Write the next part of the commentary on India's COVID-19 crisis, picking up right after its final sentence.

§ EXERCISE PASSAGE

• • • •

India choking from coronavirus: Solidarity and international assistance
The scale, rapidity and lethality of the double mutant COVID-19 virus now circulating in India is causing fatalities and sufferings of an unprecedented magnitude.
Images of young and old gasping for oxygen, desperately seeking a hospital bed, falling and dying in the streets-- the overflowing crematoriums, flames of burning pyres in parking lots, mass funerals, the melted iron and steel of furnaces continuously being used, the absence of oxygen cylinders and essential medical supplies are shocking beyond belief.
Noted Indian Journalist Barkha Dutt has done extensive and bold video coverage of the ravages of this second wave of the pandemic, underscoring its various galling facets. Depite losing her father to COVID-19, Barkha is alive to the wider aspects of this ‘eruption’ that could shake and ‘change the world forever.’
India with its 1.4 billion people-- the world’s second largest population after China-- a vast country with lots of poor people and a democracy, matters to the region and the world. The COVID-19 outcome in India will thus be consequential for mankind as a whole.
Epidemiologists believe that the situation will worsen before it gets better. In a globalized world, it is impossible to contain the spread to other parts of the world. This virus has demonstrated its ability to mutate and it is not yet known if it can be effectively and totally deterred by vaccines. So far, it is outstripping science. Some believe that this pandemic will abate once everyone is infected and the community develops herd immunity. But is this really assured? And what will be the extent of damages wrought on social, economic and political life?
Political, economic and social unrest caused by super spreader events such as the farmers protest, the mass electoral rallies particularly in West Bengal, the Kumbh festival, religious zealotry and most of all, the indifference and incompetence of political leaders and weak governance are key factors that have contributed to the mayhem.
The international community must extend urgent assistance to India. Primary needs such as oxygen equipment and medical supplies need to be rushed. Token gestures of solidarity are not enough. India also needs to understand that in times like these, business as usual is not an option. Nationalism and patriotism must not come in the way of accepting assistance from any or all quarters. Information about the virus needs to be shared with the WHO and scientific quarters around the globe. Lack of accurate data or a cover up will only aggravate the situation and hinder the global fight against the pandemic.
Even developed countries have struggled in suppressing the virus, and developing countries are ill-equipped to deal with the pandemic on their own. The world was banking on India to provide vaccine supplies due to its robust pharmaceutical capacity. The Quad Summit had prioritized the anti-Covid-19 campaign with India playing a leading role.

• • • •

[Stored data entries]

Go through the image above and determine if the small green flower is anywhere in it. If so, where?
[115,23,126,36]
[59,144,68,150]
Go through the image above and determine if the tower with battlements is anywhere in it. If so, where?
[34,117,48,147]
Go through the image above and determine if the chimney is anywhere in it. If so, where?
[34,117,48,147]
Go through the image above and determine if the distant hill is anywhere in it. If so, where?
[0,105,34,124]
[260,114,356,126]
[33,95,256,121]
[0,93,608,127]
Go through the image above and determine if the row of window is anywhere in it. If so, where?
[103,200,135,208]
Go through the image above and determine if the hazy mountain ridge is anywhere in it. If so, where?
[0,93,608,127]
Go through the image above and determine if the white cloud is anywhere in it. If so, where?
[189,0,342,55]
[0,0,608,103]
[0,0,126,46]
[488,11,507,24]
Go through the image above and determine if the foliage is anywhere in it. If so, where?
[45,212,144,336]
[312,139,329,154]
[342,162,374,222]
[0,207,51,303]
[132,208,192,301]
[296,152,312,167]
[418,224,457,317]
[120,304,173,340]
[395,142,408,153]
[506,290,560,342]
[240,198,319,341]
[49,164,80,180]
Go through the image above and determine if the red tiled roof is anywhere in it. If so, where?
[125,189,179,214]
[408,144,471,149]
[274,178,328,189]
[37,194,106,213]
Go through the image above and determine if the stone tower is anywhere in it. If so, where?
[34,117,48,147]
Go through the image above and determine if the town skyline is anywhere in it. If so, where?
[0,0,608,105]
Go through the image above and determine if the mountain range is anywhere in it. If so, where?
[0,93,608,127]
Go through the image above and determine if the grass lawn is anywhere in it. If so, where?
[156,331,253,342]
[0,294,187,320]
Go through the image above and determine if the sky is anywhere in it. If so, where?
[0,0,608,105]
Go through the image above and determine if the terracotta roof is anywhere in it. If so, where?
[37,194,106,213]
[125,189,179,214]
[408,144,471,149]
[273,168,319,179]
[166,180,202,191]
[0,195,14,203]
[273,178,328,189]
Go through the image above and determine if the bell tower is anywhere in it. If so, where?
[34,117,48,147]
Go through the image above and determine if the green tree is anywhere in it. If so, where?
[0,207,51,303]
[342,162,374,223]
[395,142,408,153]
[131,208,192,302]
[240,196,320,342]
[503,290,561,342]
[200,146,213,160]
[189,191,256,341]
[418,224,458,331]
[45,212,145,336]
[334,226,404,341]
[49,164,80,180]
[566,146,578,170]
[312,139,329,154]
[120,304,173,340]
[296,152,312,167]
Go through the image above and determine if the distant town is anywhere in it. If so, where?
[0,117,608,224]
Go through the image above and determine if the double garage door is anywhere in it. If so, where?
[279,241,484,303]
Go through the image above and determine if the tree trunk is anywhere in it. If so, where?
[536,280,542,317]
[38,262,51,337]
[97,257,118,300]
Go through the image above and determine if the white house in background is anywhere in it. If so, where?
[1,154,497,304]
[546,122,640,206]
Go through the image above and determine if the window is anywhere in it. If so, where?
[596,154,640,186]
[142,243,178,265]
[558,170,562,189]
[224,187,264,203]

• • • •

§ RESULT OF THE TASK
Contrary to all these expectations, the health system in India has collapsed completely.
Some quick inferences need to be drawn from this horrific experience. Political, economic and social unrest caused by super spreader events such as the farmers protest, the mass electoral rallies particularly in West Bengal, the Kumbh festival, religious zealotry and most of all, the indifference and incompetence of political leaders and weak governance are key factors that have contributed to the mayhem.
Dutt calls it ‘murder’ when the right to life, the right to breathe, is denied or not provided for by the state. And when the ruling party goes into ‘denial’ mode and even refuses to accept the dire reality by fudging statistics and asking laboratories to downplay Covid-19 test results.
The mainstream media is silenced, and social media choked or accused of being an accomplice of the opposition. Truly, this is politics taken too far.
Among India’s immediate neighbors, Pakistan and China have been quick to offer assistance. The US and Europe are also gearing up to provide assistance. Signs of solidarity and support are now becoming visible. The well-wishers will face the impediments of a strange hubris that has shrouded India, a pretense of greatness that is built on the daily sufferings of over a billion people.
It is imperative that the WHO is given free and complete access to be able to evaluate the situation and determine the nature of the double mutant or other Indian strains of the virus. Global vaccine producers can use such access also to re-jig the vaccines so as to make them effective against lethal new strains.
The economic impact of the pandemic will affect particularly the poor and middle classes. This aspect will require special handling.
The people of Pakistan are shocked and saddened by the enormity of the tragedy now afflicting India. It is our hope that the horrible suffering in our neighborhood ends soon.
- Salman Bashir is a Pakistani diplomat who served as Foreign Secretary of Pakistan and as High Commissioner of Pakistan to India.